BEGIN Excerpted records

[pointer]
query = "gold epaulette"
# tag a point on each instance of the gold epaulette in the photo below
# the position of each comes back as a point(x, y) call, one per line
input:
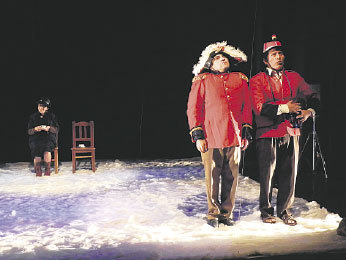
point(199, 77)
point(243, 76)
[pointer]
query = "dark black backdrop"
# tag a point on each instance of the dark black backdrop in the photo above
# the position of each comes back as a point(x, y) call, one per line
point(128, 67)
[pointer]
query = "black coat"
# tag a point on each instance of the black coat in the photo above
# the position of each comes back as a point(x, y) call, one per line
point(48, 119)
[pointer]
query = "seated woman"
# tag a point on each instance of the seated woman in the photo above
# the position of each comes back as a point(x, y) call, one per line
point(42, 129)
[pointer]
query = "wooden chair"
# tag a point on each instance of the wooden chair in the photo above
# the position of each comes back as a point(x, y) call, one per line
point(83, 142)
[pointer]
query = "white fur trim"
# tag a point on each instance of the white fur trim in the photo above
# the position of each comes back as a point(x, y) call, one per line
point(216, 47)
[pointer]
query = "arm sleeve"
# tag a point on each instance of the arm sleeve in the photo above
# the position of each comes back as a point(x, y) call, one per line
point(311, 97)
point(195, 106)
point(31, 126)
point(247, 104)
point(54, 127)
point(259, 104)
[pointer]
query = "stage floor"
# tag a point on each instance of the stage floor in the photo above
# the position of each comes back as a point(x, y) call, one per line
point(146, 210)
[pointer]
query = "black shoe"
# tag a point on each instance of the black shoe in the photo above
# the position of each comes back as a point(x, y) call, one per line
point(212, 222)
point(226, 221)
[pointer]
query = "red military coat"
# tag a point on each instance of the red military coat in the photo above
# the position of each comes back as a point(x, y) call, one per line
point(220, 104)
point(292, 86)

END Excerpted records

:: Request ::
Copy every entry above line for line, without altering any character, and omit the pictures from your output.

:: Result for this task ::
[pointer]
query = "gold epaulette"
# tag a point on each instance of the gold epaulette in the photo below
# the position of each comes back as a point(x, y) call, one per line
input:
point(199, 77)
point(243, 76)
[pointer]
query = "dark black backdrop"
# tag a point on each instance of the dark black backdrop in the photo above
# the position of each comes back as a point(x, y) call, one per line
point(128, 67)
[pointer]
query = "black coat"
# tag a point on each instance of the black coat in the photo above
# the position of each comes back as a point(x, y) call, one per line
point(48, 119)
[pointer]
query = "seated woman"
# tag a point on each instance of the seated woman in the photo above
# the position of each comes back as a point(x, y) call, one per line
point(42, 129)
[pointer]
query = "wooden chair"
# tag a point on each instance of the wooden chair in the photo above
# the position of each comes back as a point(x, y) call, one per line
point(83, 142)
[pointer]
query = "white fur trim"
# tag a point on each instance of the white fur trim in the photo above
# the position of each comes back as a point(x, y) call, one per line
point(216, 47)
[pointer]
query = "arm sleeve"
# tag a point on each instance of the arm sleeve in the photo above
# the position of each comes back as a point(x, y) call, one per line
point(311, 97)
point(195, 106)
point(31, 126)
point(247, 104)
point(54, 127)
point(259, 104)
[pointer]
query = "stage floor"
# tag a point on each instance of the stage floor in the photo above
# the position of each comes back as a point(x, y) call, one per line
point(146, 210)
[pointer]
query = "black shoe"
# tag a point on each instance of the black shoe in the photo above
# the position of each comes back as a point(x, y) call, one per line
point(212, 222)
point(226, 221)
[pointer]
query = "red military coat"
# tag a point on each instance of the red military coat in the photo above
# the position of each comes back as a point(x, y) call, one per line
point(220, 104)
point(292, 86)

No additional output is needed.